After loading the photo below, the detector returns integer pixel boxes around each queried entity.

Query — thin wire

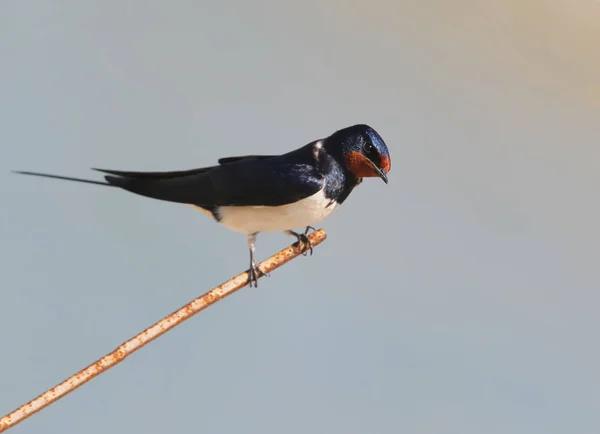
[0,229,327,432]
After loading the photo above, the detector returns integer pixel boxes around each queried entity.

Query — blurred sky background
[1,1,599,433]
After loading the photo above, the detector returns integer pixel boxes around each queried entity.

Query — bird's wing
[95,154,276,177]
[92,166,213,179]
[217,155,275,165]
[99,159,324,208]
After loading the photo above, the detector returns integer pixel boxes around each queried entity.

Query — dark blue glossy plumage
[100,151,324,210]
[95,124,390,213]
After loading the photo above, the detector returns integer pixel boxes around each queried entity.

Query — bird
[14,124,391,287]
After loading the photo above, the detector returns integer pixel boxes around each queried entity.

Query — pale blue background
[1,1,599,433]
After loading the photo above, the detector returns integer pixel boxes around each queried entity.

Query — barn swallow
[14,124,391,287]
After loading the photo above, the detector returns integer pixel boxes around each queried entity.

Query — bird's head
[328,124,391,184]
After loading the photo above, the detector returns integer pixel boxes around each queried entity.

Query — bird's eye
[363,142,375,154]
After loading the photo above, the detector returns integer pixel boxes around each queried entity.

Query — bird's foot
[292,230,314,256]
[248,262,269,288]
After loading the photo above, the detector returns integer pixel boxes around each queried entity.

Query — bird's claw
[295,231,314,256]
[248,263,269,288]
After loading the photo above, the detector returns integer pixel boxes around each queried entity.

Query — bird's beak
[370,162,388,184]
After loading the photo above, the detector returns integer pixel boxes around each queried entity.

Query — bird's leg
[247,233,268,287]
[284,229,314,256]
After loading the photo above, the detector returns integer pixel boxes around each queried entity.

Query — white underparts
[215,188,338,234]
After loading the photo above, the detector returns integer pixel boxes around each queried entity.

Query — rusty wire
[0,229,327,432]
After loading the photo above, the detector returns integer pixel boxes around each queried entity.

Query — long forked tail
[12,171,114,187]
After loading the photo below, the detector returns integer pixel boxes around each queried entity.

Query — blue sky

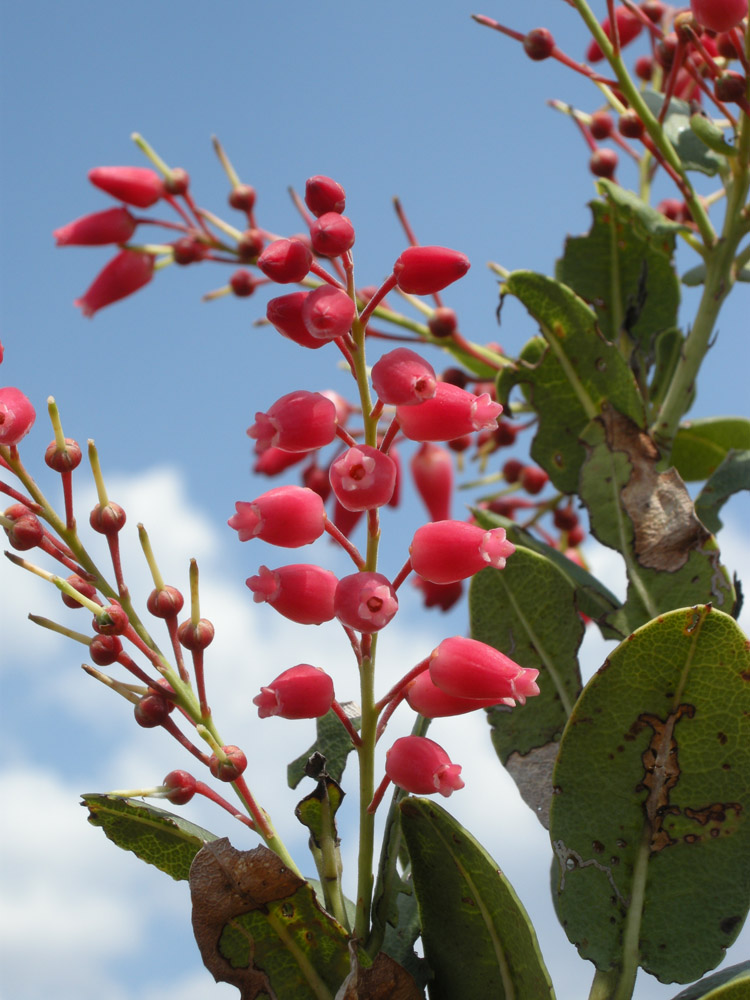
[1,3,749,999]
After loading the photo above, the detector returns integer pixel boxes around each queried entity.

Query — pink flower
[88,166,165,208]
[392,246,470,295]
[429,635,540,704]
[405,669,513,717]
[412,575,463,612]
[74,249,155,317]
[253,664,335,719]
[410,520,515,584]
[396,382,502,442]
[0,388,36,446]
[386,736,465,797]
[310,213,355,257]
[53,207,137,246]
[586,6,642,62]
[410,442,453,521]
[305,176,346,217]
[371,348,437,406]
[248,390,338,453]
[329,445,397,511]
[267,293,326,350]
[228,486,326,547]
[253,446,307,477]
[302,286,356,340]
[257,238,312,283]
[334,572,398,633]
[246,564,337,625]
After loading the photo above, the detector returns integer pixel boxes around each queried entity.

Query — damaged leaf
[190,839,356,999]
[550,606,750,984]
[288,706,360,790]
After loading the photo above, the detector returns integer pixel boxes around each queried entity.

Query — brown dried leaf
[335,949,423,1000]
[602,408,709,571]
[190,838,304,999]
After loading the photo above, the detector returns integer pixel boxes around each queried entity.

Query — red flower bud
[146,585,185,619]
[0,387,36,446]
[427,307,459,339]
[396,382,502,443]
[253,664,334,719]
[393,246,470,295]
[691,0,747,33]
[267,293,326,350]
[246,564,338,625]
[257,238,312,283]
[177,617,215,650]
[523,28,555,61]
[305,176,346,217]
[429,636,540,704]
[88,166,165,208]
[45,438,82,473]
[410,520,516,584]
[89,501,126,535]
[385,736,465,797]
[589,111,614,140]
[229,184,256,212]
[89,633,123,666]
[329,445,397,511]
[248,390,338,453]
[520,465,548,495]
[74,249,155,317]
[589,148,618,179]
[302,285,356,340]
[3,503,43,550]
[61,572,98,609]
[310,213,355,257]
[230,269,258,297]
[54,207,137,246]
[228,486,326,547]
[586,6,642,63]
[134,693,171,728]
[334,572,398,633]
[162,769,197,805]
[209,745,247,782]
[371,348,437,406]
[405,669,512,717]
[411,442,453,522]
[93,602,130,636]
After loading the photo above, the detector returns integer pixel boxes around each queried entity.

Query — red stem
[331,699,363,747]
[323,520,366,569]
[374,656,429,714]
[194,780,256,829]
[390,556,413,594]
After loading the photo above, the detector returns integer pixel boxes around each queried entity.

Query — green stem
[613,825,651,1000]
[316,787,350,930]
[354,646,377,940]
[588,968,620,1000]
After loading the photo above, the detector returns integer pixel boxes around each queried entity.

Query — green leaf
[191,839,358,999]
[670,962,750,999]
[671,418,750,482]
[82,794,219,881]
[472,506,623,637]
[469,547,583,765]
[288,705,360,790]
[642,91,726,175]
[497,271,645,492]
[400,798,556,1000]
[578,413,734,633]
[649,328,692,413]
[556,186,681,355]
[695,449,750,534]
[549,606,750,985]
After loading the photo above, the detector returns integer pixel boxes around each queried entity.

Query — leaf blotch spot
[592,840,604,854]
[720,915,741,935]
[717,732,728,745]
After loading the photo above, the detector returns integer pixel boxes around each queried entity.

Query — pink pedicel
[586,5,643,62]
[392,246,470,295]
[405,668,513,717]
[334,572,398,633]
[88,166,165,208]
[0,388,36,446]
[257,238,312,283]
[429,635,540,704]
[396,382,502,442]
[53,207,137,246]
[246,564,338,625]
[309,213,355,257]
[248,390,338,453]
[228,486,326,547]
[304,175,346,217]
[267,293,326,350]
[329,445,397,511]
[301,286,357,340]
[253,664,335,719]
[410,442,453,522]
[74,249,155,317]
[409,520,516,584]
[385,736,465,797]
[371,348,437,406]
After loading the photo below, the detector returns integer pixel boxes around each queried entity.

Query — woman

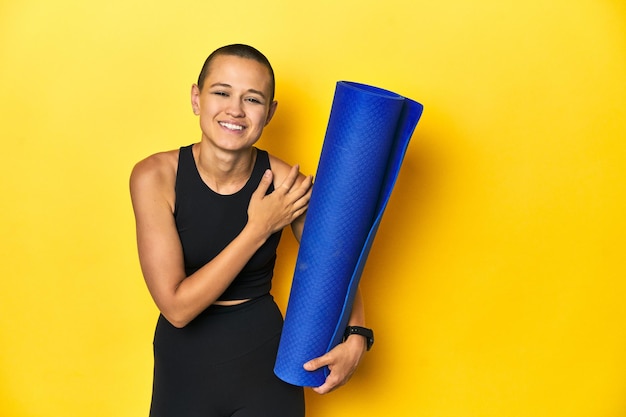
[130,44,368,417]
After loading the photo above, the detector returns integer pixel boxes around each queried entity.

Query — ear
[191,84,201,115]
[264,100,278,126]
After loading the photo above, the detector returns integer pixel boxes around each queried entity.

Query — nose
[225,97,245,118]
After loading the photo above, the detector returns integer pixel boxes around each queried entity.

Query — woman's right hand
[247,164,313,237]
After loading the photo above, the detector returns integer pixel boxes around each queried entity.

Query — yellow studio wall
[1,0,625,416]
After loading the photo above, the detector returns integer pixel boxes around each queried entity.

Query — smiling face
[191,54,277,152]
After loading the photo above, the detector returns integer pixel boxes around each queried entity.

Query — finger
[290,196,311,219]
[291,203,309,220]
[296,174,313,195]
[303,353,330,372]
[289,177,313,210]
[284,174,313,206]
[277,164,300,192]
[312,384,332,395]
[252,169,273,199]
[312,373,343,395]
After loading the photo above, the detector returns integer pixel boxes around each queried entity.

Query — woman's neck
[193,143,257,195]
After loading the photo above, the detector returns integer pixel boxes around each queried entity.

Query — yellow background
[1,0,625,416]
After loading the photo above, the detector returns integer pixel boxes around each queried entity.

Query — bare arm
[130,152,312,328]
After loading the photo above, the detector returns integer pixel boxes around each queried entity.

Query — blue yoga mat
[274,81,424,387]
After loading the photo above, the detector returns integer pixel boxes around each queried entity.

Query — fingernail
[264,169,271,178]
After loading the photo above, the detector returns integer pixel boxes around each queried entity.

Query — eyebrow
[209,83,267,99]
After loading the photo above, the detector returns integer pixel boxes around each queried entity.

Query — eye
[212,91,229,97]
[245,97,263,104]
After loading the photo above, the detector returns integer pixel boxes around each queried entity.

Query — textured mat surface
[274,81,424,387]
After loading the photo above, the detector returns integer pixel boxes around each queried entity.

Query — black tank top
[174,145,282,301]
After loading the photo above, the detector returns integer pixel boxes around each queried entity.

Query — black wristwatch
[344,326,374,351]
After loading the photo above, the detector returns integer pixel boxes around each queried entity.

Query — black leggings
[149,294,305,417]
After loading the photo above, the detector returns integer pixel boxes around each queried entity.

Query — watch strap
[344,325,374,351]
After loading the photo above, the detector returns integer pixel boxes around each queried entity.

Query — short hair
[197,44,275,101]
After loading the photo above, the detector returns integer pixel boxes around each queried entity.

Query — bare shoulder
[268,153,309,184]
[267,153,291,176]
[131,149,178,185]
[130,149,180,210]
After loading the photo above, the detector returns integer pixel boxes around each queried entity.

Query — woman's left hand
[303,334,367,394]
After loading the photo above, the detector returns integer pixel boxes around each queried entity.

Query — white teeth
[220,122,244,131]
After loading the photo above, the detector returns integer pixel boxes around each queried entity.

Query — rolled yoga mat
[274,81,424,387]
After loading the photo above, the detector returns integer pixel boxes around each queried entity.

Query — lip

- [EXERCISE GOAL]:
Lines from the one containing "Query — black wristwatch" to the last line above, both included: copy these exactly and write nothing else.

- [FINAL ANSWER]:
Query — black wristwatch
[344,326,374,351]
After loading the photo above, the detector returns integer pixel boxes around each queried entity.

Query — black leggings
[149,294,305,417]
After loading the photo above, the detector returns integer pixel boxes around each queried entity.

Query — watch strap
[344,325,374,351]
After loading the photo above, the detector returns integer pixel boxes around each queried entity.

Query — short hair
[197,44,275,101]
After loading the photo above, the detector returns integer pixel boxes around each queried entity.

Query — bare shoulder
[268,153,309,184]
[267,153,291,176]
[131,149,178,185]
[130,149,180,210]
After loading the photo above, the detector returns integer pixel boxes around each queried entity.

Query — woman's left hand
[303,334,367,394]
After loading the photo above, the detector returns integer pixel boxes around each queried entity.

Query — white teeth
[220,122,244,131]
After loading the photo above, the detector returns integer pixel boxes around each queried entity.

Query — rolled yoga mat
[274,81,424,387]
After loading the photo above, the detector returns integer pixel boxes around each queried entity.

Query — lip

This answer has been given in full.